- Assignment:
Could you give the entries back exactly as they stand, minus any pictures?

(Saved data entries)
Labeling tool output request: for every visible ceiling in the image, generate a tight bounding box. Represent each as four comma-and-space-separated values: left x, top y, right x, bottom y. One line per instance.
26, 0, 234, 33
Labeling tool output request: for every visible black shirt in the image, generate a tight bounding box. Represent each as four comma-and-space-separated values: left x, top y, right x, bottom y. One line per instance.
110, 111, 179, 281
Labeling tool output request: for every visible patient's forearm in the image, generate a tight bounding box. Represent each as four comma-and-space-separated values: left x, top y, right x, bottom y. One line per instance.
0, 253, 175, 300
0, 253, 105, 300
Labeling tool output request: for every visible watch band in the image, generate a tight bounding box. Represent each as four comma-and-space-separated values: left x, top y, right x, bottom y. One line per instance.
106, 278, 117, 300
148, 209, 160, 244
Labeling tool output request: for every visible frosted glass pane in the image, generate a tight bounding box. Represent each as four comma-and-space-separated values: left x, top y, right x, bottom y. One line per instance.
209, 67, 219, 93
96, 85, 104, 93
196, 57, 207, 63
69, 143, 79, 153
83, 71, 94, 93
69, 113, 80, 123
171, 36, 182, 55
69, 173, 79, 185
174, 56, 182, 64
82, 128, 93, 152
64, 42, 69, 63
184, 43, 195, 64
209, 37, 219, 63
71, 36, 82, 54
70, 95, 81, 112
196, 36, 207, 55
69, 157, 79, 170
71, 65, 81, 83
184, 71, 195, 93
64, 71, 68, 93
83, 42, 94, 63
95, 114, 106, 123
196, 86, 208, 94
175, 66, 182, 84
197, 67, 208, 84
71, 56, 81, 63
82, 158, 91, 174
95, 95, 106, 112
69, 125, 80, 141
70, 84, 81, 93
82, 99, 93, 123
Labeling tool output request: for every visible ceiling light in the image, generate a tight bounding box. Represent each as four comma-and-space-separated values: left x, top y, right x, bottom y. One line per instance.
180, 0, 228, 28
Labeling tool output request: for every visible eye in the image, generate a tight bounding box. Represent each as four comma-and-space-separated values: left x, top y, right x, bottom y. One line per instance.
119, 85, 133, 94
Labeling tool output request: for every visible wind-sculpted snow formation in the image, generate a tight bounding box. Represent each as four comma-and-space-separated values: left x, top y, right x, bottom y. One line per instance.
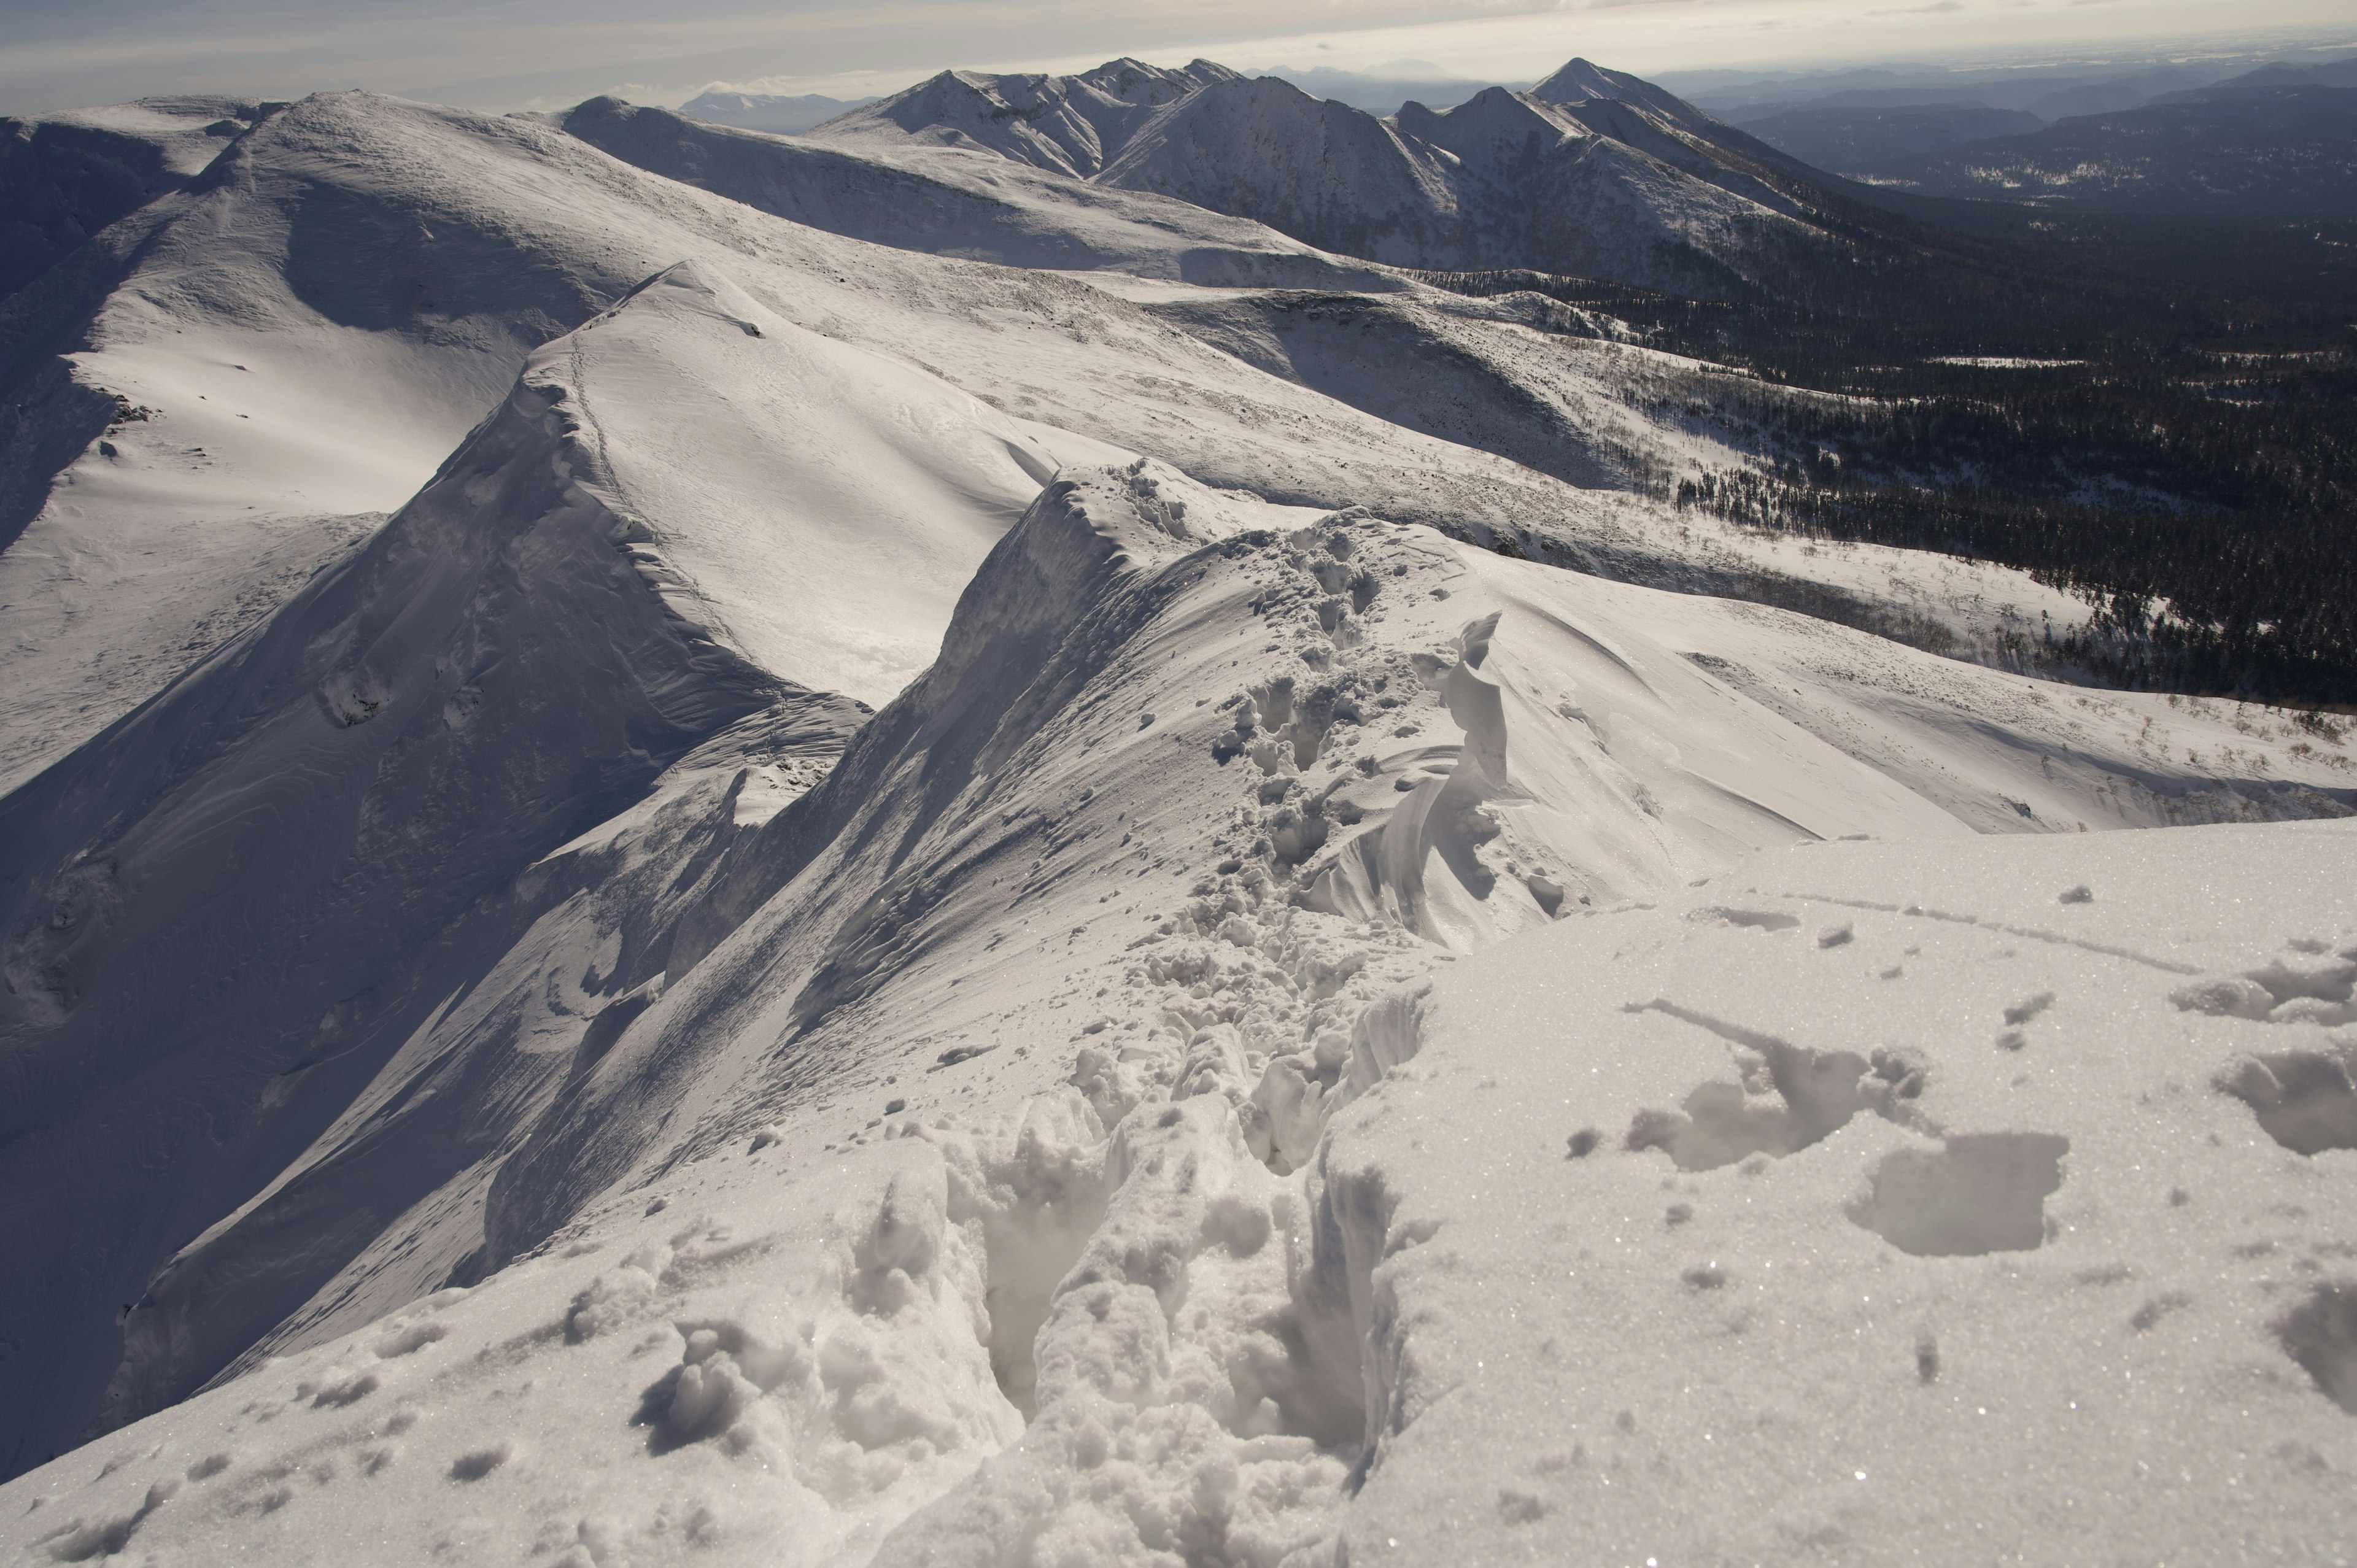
4, 426, 2355, 1555
1, 63, 2355, 1565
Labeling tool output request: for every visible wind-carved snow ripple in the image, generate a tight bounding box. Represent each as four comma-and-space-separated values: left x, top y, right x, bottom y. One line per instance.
1620, 998, 1931, 1171
2183, 941, 2357, 1155
1620, 996, 2070, 1256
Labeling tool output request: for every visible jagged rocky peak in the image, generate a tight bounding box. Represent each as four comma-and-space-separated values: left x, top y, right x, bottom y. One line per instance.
1528, 55, 1695, 117
808, 55, 1239, 176
1393, 84, 1585, 164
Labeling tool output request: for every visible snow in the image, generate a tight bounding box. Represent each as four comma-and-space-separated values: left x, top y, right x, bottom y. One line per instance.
1307, 822, 2357, 1564
533, 260, 1123, 704
560, 96, 1399, 291
826, 59, 1830, 296
6, 434, 2351, 1559
810, 60, 1240, 180
1, 83, 2101, 793
1, 63, 2354, 1567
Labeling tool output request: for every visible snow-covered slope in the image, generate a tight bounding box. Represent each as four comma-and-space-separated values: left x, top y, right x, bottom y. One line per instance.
557, 97, 1399, 289
0, 96, 269, 301
815, 56, 1843, 297
0, 252, 1099, 1477
1096, 78, 1465, 270
1, 83, 2088, 798
810, 58, 1239, 177
2, 425, 2348, 1554
3, 50, 2353, 1564
9, 320, 2347, 1518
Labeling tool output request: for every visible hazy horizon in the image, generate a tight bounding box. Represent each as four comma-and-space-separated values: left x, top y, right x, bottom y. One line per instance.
3, 0, 2352, 117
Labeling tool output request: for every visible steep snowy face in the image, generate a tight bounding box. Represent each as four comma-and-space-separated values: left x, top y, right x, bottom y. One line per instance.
1099, 78, 1466, 269
1090, 71, 1816, 295
556, 96, 1396, 289
808, 58, 1240, 178
0, 254, 1071, 1477
0, 96, 268, 301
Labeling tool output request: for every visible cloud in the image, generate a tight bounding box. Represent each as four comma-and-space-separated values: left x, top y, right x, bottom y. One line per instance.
1, 0, 2345, 116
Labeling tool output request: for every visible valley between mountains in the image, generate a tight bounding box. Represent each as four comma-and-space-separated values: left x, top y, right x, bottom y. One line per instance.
1, 54, 2353, 1567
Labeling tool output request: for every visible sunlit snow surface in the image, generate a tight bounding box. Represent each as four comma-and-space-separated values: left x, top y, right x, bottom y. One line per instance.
6, 811, 2352, 1564
2, 79, 2355, 1567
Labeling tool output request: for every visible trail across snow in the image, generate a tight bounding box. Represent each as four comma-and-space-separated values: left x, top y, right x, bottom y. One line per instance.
4, 428, 2353, 1561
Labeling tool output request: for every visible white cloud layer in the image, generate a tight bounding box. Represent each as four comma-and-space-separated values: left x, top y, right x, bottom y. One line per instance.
0, 0, 2348, 116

- Solution to this exercise:
Labeling tool output request: for every visible ceiling in the image, generate a tight bounding box. Represent each as four comma-and-space-separated values: left x, top y, right x, bottom y. One line per instance.
26, 0, 234, 33
Labeling tool output request: for every visible black shirt in the image, generate a tight bounding box. Represent each as four comma-and-space-separated values: left x, top y, right x, bottom y. One line per instance.
110, 111, 179, 281
Labeling tool output request: for every visible patient's forearm in the image, generate a tight bounding box. Represent each as four comma-and-space-separated values: left x, top y, right x, bottom y. One line per instance.
0, 253, 175, 300
0, 253, 105, 300
Labeling tool output request: for every visible watch band in the image, generate a tight bounding box. Represent each as four comma-and-space-separated values: left x, top y, right x, bottom y. One line per instance.
106, 278, 117, 300
148, 209, 160, 244
Labeling tool output request: for every visible frosted glass pane in the image, generate a tight bounding box. Represent each as four comma-and-space-separated values: left x, top y, right x, bottom y. One line per instance.
209, 67, 219, 93
96, 85, 104, 93
196, 57, 207, 63
69, 143, 79, 153
83, 71, 94, 93
69, 113, 80, 123
171, 36, 182, 55
69, 173, 79, 185
174, 56, 182, 64
82, 128, 93, 152
64, 42, 69, 63
184, 43, 195, 64
209, 37, 219, 63
71, 36, 82, 54
70, 95, 81, 112
196, 36, 207, 55
69, 157, 79, 170
71, 65, 81, 83
184, 71, 195, 93
64, 71, 68, 93
83, 42, 94, 63
95, 114, 106, 123
196, 86, 208, 94
175, 66, 182, 84
197, 67, 208, 84
71, 56, 81, 63
82, 158, 91, 174
95, 95, 106, 112
69, 125, 80, 141
70, 84, 81, 93
82, 99, 93, 123
Labeling tool output request: for every visible ceiling light in the image, generate a tight bounding box. Represent each as four comma-and-space-separated values: left x, top y, right x, bottom y. One line per instance.
180, 0, 228, 28
Labeling tool output request: for every visible eye in the image, generate a tight bounding box. Represent each as four comma-and-space-separated values: left x, top y, right x, bottom y. One line per instance.
119, 85, 133, 94
Labeling tool output request: for every visible wind-sculpted snow formation in the image, generate a tight bounding box. Represent each as four comma-and-space-separated values: left x, top y, right x, bottom y. One line per instance.
4, 426, 2355, 1555
1, 63, 2355, 1565
Labeling tool output request: for every visible wind-carved snow ripple in the image, generate a tight bounding box. Represent each as four comma-and-space-separated values: left x, top y, right x, bottom y. One line per instance.
1620, 998, 1931, 1171
2183, 941, 2357, 1155
1620, 996, 2070, 1256
Labeling tool output request: for every visible jagged rocky peak in the image, generate a tight bounding box. Represent each as four comma-and-space-separated values: left x, top y, right x, bottom y. One line per instance.
1528, 55, 1695, 117
808, 55, 1239, 176
1393, 84, 1585, 164
Labeling tool output request: for every visible snow in the image, generate a tight bounding box. Represent each as four comma-and-space-separated values: left x, top y, right x, bottom y. One line per instance.
1307, 822, 2357, 1564
533, 260, 1123, 704
560, 96, 1399, 291
826, 59, 1830, 296
6, 434, 2351, 1559
810, 60, 1240, 180
1, 83, 2101, 793
1, 63, 2354, 1567
Labeling tool output request: for every visible snow-covered slope in the image, generate a tight bounding box. Represent each as four comma-and-space-separated values: left x, top y, right x, bottom y. One line per instance.
557, 97, 1399, 289
0, 96, 269, 301
815, 56, 1843, 297
0, 252, 1099, 1477
1096, 78, 1465, 270
1, 83, 2088, 798
810, 58, 1239, 177
2, 425, 2348, 1554
3, 50, 2353, 1564
9, 320, 2347, 1518
Labeling tool output request: for every visible hazy horizon in the image, generate a tight bounding box. Represent each as four comma-and-space-separated values: left x, top y, right x, bottom y. One line per instance.
3, 0, 2352, 117
Labeling tool output request: for every visible steep snowy face in the image, generate a tight bounding box. Represent each as four comma-and-space-separated values: left x, top y, right x, bottom y. One line per instance.
1099, 78, 1466, 269
1090, 71, 1816, 295
556, 96, 1396, 289
808, 58, 1240, 178
0, 254, 1071, 1477
0, 96, 268, 301
Labeling tool output request: for every visible cloud in the image, generate a tight bounding box. Represent each as four comma-and-space-separated values: left x, top y, right x, bottom y. One line per instance.
1, 0, 2345, 116
Labeling tool output request: for every visible valley between mountains in the image, generate a tight bounding box. Represent each as four comma-and-space-separated values: left x, top y, right x, bottom y. One line per instance.
1, 54, 2353, 1567
Labeling tool output request: for every visible sunlit snow surface in the image, generate a tight bounding box. Represent each as four comma-and-space-separated values: left x, top y, right x, bottom y. One line per instance.
6, 811, 2352, 1564
2, 79, 2355, 1567
Labeling tool output request: for every visible trail across snow in the image, generate a tight bounding box. Represent each as four comma-and-space-separated values: left x, top y, right x, bottom y. One line per instance.
4, 428, 2353, 1561
Labeling tool output request: for every visible white cloud layer in the image, generate a tight bounding box. Represent each as four comma-and-space-separated values: left x, top y, right x, bottom y. One line per instance.
0, 0, 2348, 116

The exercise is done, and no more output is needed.